▸ **Lesetext**:

Es ist einer jener stillen, eigentlich unspektakulären, aber doch auf ganz eigene Weise bezaubernden Tage am Ammersee. Im Frühsommer tragen die Nordgipfel der Voralpen noch Neuschnee. Der bald einsetzende
Ferientrubel scheint unendlich fern. Jetzt flanieren kaum Spaziergänger und Radler am Westufer bei Utting, nur wenige Boote ziehen Kiellinien durchs Wasser. Der Himmel leicht überlaufen, mit ersten blauen Abschnitten dazwischen, das Licht weich, der See von einem sanften Südwind leicht geschuppt.
Das Bilderbuchidyll wirkt so berückend, so unwirklich elegisch, dass man fast ins Zweifeln kommt und sich fragt, ob es nur eine Projektion ist, ein Traum. Zumal, wenn Jonas Baedeker und seine Freundin Alice mit ihrer Haven Class durch das Feld der Bojenlieger halsen.
Ihr kleiner anmutiger Daysailer mit offener Plicht, klar lackiertem Steilgaffelrigg und roten Segeln veredelt den Moment und versetzt die Szenerie um gut hundert Jahre in die Vergangenheit. Dabei hat das Boot nur zwei Wochen zuvor das erste Mal überhaupt Wasser unter dem Langkiel gehabt. Zur Taufe an der Slipbahn zwischen Schilfgürtel und Bootsverleih kam auch ein TV-Team des Bayerischen Rundfunks. Denn Jonas, im richtigen Leben Architekt, hat es mit „Uschi“ zu überregionalem Ruhm gebracht.
Im Corona-Lockdown hatte der 34-Jährige aus Dachau vor mehr als drei Jahren begonnen, sie als Garagenprojekt selbst zu bauen, nach Plänen aus den USA. Erst berichtete die Lokalpresse, dann sandte auch die „Süddeutsche Zeitung“ ein Team, das sein Schaffen zum Gegenstand einer Multimedia-Dokumentation machte. Das Fernsehen war sogar zweimal da. Für eine nur 16 Fuß messende Slup mit klassischen Linien ein überwältigendes Echo.

▸ **Datenteil**:

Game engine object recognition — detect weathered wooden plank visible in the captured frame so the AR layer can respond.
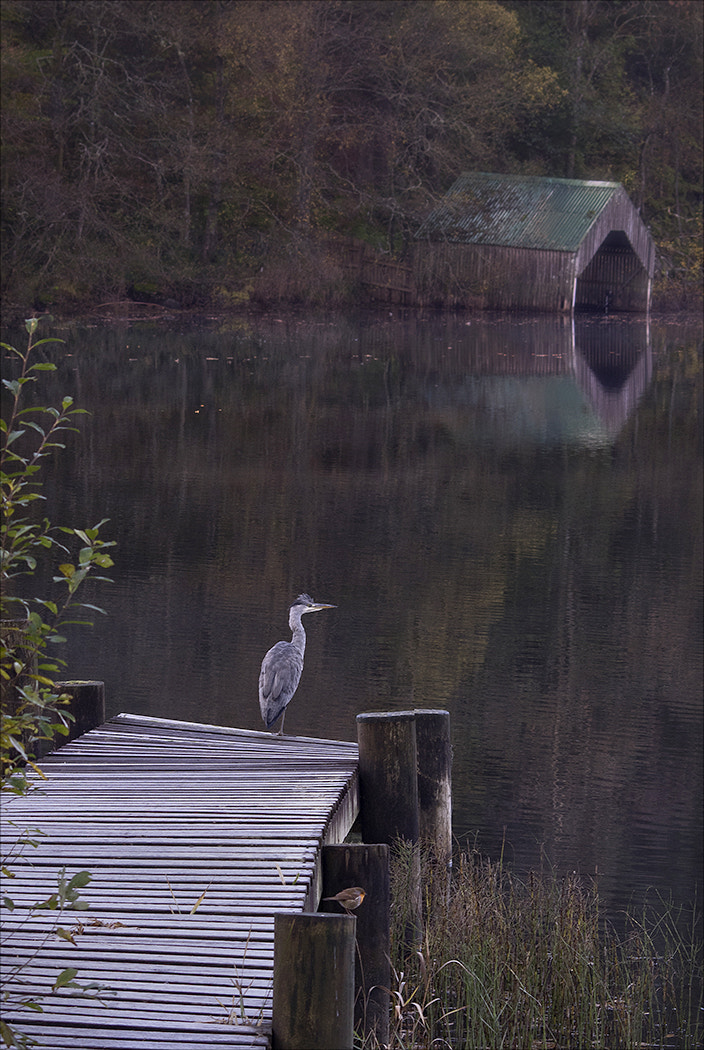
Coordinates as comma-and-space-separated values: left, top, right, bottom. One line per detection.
2, 716, 358, 1050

▸ **Kurze Aufgabe**: Übersetze bitte diesen Satz aus dem Lesetext über das Boot am Ammersee ins Englische: „Dabei hat das Boot nur zwei Wochen zuvor das erste Mal überhaupt Wasser unter dem Langkiel gehabt.“

▸ **Lösung**: Yet the boat had only had water under its long keel for the very first time two weeks earlier.